Given passage:
────────────────

The terms "couple" or "couples," as used herein are intended to mean either an
indirect or a direct connection. Thus, if a first device couples to a second
device, that connection
may be through a direct connection or through an indirect mechanical
connection via other
devices and connections. The term "uphole" as used herein means along the
drillstring or the
hole from the distal end towards the surface, and "downhole" as used herein
means along the
drillstring or the hole from the surface towards the distal end.
The present application is directed to methods and systems for performing
subterranean operations and particularly, to methods and systems for moving
tubular members in
and out of a well.
Figure 1 depicts a system including an injector apparatus in accordance with
the
present disclosure, denoted generally with reference numeral 10. The injector
apparatus 10 may
be positioned above a wellhead 12 of a wellbore 13. A lubricator or stuffing
box 16 may be
connected to the upper end of the wellhead 12. A tubular member 18, having a
longitudinal
central axis 25 and an outer surface 23 may be supplied on a large reel or
drum 24. The tubular
member 18 may have any suitable length for the particular application. For
instance, the tubular
member 18 may be several thousand feet in length. Tubular member 18 may be
inserted into the
wellbore 13 as single tubing, tubing spliced by connectors, or tubing spliced
by welding.

────────────────

Stated task:
Carry on the passage about the tubing injector apparatus, starting after its last sentence. These records come from a separate, unrelated source.

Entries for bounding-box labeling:

────────────────

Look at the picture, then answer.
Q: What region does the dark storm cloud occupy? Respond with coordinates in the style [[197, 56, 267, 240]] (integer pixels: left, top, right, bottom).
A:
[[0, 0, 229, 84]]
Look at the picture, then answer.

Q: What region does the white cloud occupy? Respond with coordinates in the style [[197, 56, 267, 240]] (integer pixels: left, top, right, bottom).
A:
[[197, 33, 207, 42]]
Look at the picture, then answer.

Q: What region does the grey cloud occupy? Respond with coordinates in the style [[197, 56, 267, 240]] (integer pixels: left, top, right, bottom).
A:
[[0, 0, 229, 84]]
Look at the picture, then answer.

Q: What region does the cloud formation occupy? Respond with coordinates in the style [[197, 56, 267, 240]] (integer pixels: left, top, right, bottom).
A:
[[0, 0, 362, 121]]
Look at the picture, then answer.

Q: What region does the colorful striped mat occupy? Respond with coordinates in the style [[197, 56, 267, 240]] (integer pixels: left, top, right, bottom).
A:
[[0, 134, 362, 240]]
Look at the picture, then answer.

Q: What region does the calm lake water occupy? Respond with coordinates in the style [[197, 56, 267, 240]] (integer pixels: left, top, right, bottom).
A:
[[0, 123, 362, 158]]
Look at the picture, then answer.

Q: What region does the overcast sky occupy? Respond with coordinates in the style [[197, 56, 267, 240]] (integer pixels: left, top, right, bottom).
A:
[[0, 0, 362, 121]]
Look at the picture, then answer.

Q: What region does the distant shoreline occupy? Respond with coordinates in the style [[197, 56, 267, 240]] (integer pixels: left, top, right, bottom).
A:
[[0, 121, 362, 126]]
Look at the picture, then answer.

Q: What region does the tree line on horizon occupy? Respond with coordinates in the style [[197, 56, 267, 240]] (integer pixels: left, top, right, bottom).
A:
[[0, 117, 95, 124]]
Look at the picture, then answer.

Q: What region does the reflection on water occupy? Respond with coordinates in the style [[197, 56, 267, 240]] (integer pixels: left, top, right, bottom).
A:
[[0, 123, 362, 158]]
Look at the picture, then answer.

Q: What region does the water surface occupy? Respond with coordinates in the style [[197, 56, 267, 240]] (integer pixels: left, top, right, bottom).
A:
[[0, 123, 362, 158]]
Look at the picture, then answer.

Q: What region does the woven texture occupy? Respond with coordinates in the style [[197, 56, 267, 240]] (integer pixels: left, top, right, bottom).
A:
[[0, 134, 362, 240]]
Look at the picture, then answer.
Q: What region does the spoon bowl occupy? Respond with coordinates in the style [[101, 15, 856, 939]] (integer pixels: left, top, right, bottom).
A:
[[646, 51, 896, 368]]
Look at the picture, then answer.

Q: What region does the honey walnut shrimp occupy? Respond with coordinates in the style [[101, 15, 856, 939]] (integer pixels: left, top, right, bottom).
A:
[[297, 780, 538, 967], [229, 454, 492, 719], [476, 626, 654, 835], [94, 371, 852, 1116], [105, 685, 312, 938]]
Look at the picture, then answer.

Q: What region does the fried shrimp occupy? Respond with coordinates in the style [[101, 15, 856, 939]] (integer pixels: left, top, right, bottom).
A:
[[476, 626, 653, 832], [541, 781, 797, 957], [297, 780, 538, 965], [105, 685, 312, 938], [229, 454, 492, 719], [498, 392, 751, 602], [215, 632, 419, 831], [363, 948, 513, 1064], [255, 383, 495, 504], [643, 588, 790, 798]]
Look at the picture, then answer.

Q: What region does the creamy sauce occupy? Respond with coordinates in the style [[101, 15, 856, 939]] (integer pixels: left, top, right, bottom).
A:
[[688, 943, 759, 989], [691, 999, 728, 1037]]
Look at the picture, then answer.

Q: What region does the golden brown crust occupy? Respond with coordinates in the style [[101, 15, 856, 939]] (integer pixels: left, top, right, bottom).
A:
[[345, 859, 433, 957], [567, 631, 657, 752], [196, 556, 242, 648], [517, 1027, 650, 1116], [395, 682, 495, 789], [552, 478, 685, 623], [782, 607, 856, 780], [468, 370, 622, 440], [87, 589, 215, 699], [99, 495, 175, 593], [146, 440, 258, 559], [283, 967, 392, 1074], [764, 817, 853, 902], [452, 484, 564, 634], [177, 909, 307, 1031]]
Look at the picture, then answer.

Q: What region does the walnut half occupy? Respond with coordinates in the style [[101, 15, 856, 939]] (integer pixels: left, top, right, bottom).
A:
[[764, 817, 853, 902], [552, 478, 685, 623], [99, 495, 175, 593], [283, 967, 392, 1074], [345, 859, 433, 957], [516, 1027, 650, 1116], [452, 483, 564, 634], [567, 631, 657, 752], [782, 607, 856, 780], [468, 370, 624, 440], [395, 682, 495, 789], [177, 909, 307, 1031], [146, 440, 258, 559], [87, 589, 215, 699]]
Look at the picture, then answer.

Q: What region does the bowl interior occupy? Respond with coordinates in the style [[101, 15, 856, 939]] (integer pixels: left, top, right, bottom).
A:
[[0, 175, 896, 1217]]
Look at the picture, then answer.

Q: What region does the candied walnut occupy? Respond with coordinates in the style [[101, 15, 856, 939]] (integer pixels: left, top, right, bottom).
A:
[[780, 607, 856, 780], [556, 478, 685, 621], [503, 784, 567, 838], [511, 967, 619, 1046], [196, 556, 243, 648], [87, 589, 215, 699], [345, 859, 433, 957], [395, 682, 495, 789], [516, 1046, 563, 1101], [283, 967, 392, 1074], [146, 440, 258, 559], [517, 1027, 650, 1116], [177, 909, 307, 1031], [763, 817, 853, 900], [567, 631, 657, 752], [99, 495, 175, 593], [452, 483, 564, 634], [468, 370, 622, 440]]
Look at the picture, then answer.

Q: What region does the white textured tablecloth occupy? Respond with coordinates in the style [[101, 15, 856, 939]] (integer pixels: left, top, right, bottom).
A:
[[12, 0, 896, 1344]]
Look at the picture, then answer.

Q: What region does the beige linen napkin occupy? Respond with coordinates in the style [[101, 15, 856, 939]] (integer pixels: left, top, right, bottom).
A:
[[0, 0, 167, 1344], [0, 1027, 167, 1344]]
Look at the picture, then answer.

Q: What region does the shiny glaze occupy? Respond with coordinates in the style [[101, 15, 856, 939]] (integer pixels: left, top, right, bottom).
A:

────────────────

Result for this exercise:
The tubular member 18 may have any suitable thickness depending on the
particular
application. For instance, in certain implementations, the ODs of the tubular
member 18 may
range from approximately one inch (2.5 cm) to approximately five inches (12.5
cm). As would
be appreciated by one of ordinary skill in the art, the injector apparatus 10
may be readily
adaptable to larger diameter tubular members. Tubular member 18 may be spooled
from the
drum 24. In certain implementations, the drum 24 may be supported on a truck
(not shown) for
mobile operations.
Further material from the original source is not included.